- [Supplied text]:
What are some of the key issues with ASIC's proposed product intervention power that we need to get right?
In its recent Response to the Final Report of the Financial System Inquiry, the Government has backed a proposal for an ASIC ‘product intervention power’. This new power will be warmly welcomed by ASIC but may receive a cooler reception from product issuers.
The proposed power is significant in that it would allow ASIC to ‘modify, or if necessary ban harmful financial products where there is a risk of significant consumer detriment’. The power must be designed well and ASIC must have adequate resources to properly consider its use, otherwise it could be circumvented or fail to address the perceived problem. It’s in everyone’s interest to get this power, and its use, right.
An initial concern with the power being based on a policy that it is exercisable in cases where there is ‘a risk’ of ‘significant consumer detriment’ is that all types of financial products may carry ‘a risk’ of significant consumer detriment, for example, a significant fall in the share prices. The test should involve a significant risk of significant consumer detriment and only be available in cases of significant loss or damage to consumers.
Another important consideration is the extent to which product issuers should be required to bear the costs associated with existing financial contracts with investors if (in effect) those contracts are retrospectively amended in connection with the use of the intervention power.
Experience with product intervention powers overseas may give us guidance as to appropriate features of, and limits on, the power. UK Financial Conduct Authority (FCA) and European Union (EU) product intervention powers are only temporary, and FCA rules must be put before parliament. The threshold for the EU power is much higher than ‘a risk’ of significant consumer detriment.

- [Given data]:
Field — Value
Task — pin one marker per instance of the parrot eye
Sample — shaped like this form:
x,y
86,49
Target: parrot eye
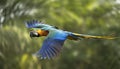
x,y
34,34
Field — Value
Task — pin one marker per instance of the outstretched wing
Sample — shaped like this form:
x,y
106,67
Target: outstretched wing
x,y
50,48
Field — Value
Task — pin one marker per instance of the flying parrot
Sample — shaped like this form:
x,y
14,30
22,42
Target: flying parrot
x,y
55,38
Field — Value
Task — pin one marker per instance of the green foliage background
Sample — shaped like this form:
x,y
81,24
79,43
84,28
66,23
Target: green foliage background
x,y
95,17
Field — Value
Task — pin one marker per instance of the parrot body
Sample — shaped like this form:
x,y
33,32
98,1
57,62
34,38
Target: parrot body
x,y
55,38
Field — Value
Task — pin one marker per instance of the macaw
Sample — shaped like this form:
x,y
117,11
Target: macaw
x,y
55,38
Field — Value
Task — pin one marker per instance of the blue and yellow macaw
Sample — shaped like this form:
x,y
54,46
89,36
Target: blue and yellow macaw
x,y
55,38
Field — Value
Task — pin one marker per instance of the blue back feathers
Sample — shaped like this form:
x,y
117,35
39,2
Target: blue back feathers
x,y
33,24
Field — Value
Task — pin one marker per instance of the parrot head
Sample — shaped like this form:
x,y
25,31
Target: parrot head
x,y
38,33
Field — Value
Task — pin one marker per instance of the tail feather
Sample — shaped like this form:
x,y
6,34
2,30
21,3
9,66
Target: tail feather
x,y
92,36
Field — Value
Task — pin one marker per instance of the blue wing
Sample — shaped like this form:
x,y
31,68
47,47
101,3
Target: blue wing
x,y
50,48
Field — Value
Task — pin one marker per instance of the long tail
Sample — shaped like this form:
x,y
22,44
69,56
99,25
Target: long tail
x,y
92,36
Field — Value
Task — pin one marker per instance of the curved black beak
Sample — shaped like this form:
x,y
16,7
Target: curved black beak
x,y
34,34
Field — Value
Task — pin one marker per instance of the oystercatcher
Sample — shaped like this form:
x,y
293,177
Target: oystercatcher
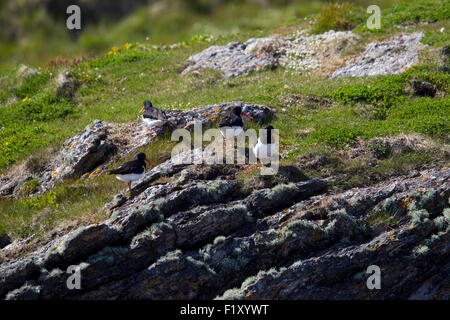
x,y
152,117
266,149
233,123
133,170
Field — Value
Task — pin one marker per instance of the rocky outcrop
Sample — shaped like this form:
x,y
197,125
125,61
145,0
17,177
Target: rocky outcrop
x,y
4,240
205,237
237,58
387,57
80,154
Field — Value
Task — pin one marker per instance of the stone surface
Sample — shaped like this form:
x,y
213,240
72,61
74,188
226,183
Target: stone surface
x,y
204,239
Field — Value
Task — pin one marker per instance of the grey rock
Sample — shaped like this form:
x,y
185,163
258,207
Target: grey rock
x,y
387,57
424,89
66,85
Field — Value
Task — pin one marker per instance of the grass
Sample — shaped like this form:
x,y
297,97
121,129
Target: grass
x,y
114,84
338,16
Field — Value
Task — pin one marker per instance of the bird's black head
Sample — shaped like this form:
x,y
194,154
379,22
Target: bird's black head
x,y
140,157
237,111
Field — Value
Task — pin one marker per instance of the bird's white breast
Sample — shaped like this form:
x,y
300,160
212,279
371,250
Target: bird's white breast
x,y
153,122
233,131
265,152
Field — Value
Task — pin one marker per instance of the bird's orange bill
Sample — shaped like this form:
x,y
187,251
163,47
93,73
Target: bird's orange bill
x,y
244,114
279,134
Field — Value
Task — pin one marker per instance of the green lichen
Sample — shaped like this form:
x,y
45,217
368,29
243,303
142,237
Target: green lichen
x,y
279,192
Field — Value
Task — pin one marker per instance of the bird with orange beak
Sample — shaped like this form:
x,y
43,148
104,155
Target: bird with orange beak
x,y
152,117
132,170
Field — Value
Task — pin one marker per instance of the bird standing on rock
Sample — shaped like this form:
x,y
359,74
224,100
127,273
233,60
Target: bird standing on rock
x,y
233,123
266,149
152,117
132,170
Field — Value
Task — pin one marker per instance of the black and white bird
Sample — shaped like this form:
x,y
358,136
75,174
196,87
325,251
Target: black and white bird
x,y
233,123
153,117
132,170
266,149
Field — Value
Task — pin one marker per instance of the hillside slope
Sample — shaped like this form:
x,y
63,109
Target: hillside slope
x,y
363,177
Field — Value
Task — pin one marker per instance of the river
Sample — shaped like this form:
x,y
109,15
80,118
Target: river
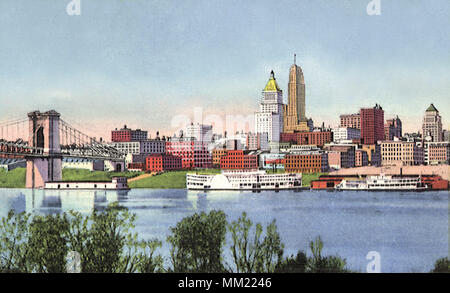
x,y
409,230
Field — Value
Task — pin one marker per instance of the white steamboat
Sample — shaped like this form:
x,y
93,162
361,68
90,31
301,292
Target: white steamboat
x,y
383,183
244,180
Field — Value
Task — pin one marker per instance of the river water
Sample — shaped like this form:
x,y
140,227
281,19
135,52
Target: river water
x,y
409,230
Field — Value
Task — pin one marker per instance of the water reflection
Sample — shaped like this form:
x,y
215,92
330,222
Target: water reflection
x,y
57,201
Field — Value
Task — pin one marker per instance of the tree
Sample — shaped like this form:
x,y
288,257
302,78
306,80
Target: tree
x,y
442,265
255,256
197,243
47,243
293,264
320,264
14,243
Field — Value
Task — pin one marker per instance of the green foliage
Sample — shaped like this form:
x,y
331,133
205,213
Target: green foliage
x,y
70,174
47,241
197,243
320,264
172,180
12,179
103,240
297,264
14,242
442,265
251,254
106,245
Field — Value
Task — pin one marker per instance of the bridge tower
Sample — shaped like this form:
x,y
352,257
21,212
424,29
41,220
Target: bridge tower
x,y
44,134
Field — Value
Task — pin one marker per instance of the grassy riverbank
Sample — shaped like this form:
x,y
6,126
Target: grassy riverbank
x,y
173,179
12,179
86,175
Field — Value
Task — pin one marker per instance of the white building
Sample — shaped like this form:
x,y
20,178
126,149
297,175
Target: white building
x,y
269,118
257,141
199,132
151,146
83,163
11,164
345,133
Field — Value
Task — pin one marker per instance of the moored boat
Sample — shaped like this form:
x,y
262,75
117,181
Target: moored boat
x,y
244,180
383,183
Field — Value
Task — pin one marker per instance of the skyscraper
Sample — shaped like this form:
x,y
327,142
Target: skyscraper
x,y
432,124
294,112
393,128
269,118
372,124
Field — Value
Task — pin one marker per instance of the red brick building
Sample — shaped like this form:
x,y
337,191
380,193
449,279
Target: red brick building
x,y
162,162
361,158
350,120
217,154
372,124
306,163
194,154
318,138
127,134
237,160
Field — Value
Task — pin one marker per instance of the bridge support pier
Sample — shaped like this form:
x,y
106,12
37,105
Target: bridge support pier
x,y
41,170
44,134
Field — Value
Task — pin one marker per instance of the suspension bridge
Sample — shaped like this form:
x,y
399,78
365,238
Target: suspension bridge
x,y
43,139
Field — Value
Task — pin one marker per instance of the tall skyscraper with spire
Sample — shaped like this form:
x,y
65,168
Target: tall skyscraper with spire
x,y
432,125
294,112
269,118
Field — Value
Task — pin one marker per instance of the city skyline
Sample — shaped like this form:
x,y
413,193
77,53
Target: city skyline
x,y
139,63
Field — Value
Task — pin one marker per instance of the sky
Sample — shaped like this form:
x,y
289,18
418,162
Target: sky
x,y
149,63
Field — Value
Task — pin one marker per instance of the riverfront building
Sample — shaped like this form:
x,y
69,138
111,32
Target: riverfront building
x,y
313,162
401,152
341,156
318,138
238,160
436,153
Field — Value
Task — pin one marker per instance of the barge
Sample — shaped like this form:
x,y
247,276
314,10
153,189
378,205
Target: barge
x,y
117,183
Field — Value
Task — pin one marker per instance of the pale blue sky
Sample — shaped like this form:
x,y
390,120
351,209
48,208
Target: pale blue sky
x,y
141,62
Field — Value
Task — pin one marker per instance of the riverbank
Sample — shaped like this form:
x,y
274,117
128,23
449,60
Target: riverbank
x,y
166,180
16,178
442,170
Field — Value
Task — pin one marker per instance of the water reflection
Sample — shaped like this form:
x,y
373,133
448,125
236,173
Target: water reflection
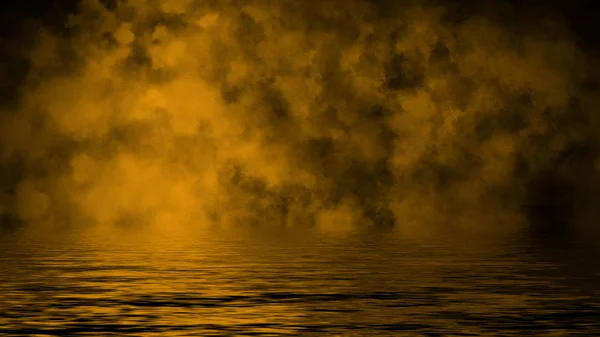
x,y
293,284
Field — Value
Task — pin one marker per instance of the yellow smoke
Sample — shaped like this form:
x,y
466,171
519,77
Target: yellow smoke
x,y
184,113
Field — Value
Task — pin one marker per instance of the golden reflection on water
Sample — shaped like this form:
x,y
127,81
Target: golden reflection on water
x,y
364,284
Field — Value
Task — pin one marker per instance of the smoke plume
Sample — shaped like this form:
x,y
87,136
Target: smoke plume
x,y
333,114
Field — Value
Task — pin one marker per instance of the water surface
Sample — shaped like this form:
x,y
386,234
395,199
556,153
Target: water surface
x,y
361,284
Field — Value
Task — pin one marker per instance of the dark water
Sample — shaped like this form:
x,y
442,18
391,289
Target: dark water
x,y
362,284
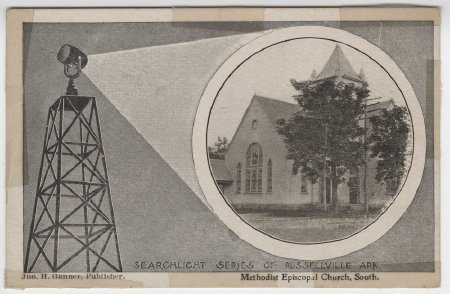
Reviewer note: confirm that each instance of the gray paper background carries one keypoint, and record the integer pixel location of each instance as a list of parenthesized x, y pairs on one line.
[(158, 217)]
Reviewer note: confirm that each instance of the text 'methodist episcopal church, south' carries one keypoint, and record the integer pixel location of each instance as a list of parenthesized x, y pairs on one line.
[(256, 173)]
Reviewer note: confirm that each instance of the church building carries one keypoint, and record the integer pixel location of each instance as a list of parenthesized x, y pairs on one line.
[(256, 174)]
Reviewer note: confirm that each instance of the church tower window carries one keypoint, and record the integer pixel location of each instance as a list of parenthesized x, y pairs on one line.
[(269, 176), (238, 178), (253, 174)]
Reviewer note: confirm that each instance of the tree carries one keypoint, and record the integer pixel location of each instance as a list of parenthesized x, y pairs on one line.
[(389, 142), (330, 108), (219, 148)]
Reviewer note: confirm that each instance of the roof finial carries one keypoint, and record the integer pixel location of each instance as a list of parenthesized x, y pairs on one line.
[(362, 74)]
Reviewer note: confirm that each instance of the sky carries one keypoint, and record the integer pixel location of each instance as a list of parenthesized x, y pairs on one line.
[(269, 72)]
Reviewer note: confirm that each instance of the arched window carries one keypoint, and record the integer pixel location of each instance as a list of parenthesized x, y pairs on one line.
[(238, 178), (303, 184), (269, 176), (253, 173)]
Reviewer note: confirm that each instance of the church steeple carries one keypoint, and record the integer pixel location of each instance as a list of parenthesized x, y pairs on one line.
[(362, 75), (338, 66)]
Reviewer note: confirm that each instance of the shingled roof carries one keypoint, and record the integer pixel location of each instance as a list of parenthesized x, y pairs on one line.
[(338, 66), (276, 109)]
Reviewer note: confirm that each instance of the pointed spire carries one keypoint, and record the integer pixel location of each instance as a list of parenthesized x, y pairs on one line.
[(362, 74), (338, 66)]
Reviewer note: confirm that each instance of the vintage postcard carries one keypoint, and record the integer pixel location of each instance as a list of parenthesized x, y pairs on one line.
[(223, 147)]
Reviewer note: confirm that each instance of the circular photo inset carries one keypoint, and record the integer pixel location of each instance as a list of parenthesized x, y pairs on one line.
[(308, 143)]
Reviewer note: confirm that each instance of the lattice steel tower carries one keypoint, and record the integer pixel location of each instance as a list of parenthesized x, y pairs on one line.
[(73, 226)]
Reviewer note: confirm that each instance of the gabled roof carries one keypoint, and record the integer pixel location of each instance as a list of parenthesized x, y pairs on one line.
[(375, 108), (338, 66), (276, 109), (220, 171)]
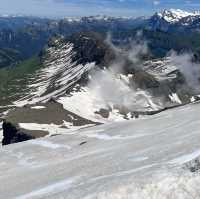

- [Set exercise]: Reproduce the ASIC product intervention power text word for word, in full.

- [Exercise solution]:
What are some of the key issues with ASIC's proposed product intervention power that we need to get right?
In its recent Response to the Final Report of the Financial System Inquiry, the Government has backed a proposal for an ASIC ‘product intervention power’. This new power will be warmly welcomed by ASIC but may receive a cooler reception from product issuers.
The proposed power is significant in that it would allow ASIC to ‘modify, or if necessary ban harmful financial products where there is a risk of significant consumer detriment’. The power must be designed well and ASIC must have adequate resources to properly consider its use, otherwise it could be circumvented or fail to address the perceived problem. It’s in everyone’s interest to get this power, and its use, right.
An initial concern with the power being based on a policy that it is exercisable in cases where there is ‘a risk’ of ‘significant consumer detriment’ is that all types of financial products may carry ‘a risk’ of significant consumer detriment, for example, a significant fall in the share prices. The test should involve a significant risk of significant consumer detriment and only be available in cases of significant loss or damage to consumers.
Another important consideration is the extent to which product issuers should be required to bear the costs associated with existing financial contracts with investors if (in effect) those contracts are retrospectively amended in connection with the use of the intervention power.
Experience with product intervention powers overseas may give us guidance as to appropriate features of, and limits on, the power. UK Financial Conduct Authority (FCA) and European Union (EU) product intervention powers are only temporary, and FCA rules must be put before parliament. The threshold for the EU power is much higher than ‘a risk’ of significant consumer detriment.